◆ **JOB**:
Copy word for word the lines of the data below, starting at the line that contains "Point out the concrete" and stopping after the line that contains "<point>75,248</point>".

◆ **LISTED RECORDS**:
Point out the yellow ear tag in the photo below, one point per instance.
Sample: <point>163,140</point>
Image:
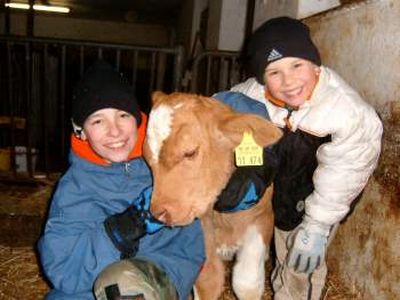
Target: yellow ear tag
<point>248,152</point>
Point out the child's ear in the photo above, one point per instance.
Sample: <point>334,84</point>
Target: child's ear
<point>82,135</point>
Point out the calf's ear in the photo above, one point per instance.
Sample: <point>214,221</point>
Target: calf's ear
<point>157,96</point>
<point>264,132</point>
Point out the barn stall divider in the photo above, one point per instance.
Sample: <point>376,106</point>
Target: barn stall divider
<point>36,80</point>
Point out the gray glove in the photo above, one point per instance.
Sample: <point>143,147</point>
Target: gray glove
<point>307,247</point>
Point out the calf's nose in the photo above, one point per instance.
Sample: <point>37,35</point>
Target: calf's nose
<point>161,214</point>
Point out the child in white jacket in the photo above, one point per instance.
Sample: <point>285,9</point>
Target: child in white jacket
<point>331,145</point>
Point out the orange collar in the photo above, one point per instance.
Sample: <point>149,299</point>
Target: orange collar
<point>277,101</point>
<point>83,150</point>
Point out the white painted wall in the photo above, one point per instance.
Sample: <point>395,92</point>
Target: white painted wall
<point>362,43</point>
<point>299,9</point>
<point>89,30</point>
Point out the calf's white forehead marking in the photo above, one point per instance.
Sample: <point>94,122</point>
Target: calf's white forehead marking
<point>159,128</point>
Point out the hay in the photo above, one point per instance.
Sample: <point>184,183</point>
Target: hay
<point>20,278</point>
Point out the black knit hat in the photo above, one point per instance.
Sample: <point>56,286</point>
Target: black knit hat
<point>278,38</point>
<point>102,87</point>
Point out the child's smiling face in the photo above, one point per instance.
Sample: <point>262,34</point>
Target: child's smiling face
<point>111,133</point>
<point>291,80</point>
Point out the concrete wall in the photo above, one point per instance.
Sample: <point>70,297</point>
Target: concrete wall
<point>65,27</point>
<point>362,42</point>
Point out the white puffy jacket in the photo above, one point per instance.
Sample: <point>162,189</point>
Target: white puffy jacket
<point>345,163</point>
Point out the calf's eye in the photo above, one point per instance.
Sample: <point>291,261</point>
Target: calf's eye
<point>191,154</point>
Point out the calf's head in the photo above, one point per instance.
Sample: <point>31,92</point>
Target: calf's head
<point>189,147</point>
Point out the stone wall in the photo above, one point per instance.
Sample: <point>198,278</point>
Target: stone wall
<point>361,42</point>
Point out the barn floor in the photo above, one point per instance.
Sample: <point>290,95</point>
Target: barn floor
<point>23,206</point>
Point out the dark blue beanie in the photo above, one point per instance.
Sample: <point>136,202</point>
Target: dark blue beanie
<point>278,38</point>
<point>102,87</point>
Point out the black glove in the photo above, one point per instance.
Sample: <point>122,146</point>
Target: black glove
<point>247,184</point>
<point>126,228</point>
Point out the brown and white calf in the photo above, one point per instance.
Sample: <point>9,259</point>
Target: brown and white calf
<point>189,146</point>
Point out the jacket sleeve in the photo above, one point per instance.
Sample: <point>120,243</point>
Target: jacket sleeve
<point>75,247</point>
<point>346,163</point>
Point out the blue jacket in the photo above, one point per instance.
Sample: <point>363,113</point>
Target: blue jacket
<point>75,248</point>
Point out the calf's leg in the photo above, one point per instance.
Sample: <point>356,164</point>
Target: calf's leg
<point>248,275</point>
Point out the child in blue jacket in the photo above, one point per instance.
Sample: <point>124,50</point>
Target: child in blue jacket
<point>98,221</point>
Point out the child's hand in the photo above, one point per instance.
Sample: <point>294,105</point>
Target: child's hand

◆ **FINAL RESULT**:
Point out the concrete wall in the photo above, one point per instance.
Sample: <point>70,297</point>
Target: concrete wall
<point>65,27</point>
<point>362,42</point>
Point out the white puffy jacket in the photo above, one point per instance.
Sample: <point>162,189</point>
Target: white puffy jacket
<point>345,163</point>
Point out the calf's eye in the photo above, one point per instance.
Sample: <point>291,261</point>
Target: calf's eye
<point>191,154</point>
Point out the calf's head in the photo above, one point per instance.
Sample: <point>31,92</point>
Target: calf's head
<point>189,147</point>
Point out the stone wall in the photo above, one point per instance.
Sample: <point>198,278</point>
Target: stone wall
<point>361,42</point>
Point out the barn floor in the photo above, one point per instance.
Sample: <point>290,95</point>
Target: barn floor
<point>23,206</point>
Point out the dark blue beanie in the photo above, one point per instance.
Sample: <point>136,202</point>
Target: dark blue beanie
<point>278,38</point>
<point>102,87</point>
Point out the black glove in the photo above, one point per instance.
Sample: <point>122,146</point>
Target: black glove
<point>247,184</point>
<point>126,228</point>
Point out the brown and white calf in the photo above, one point per instance.
Sample: <point>9,259</point>
Target: brown and white calf
<point>189,146</point>
Point out the jacket sleeve in the photo above, one point per instance.
Sample: <point>120,243</point>
Target: jacket sleeve
<point>75,247</point>
<point>346,163</point>
Point out the blue jacket in the photo above, one point per instance.
Sample: <point>363,113</point>
Target: blue jacket
<point>75,248</point>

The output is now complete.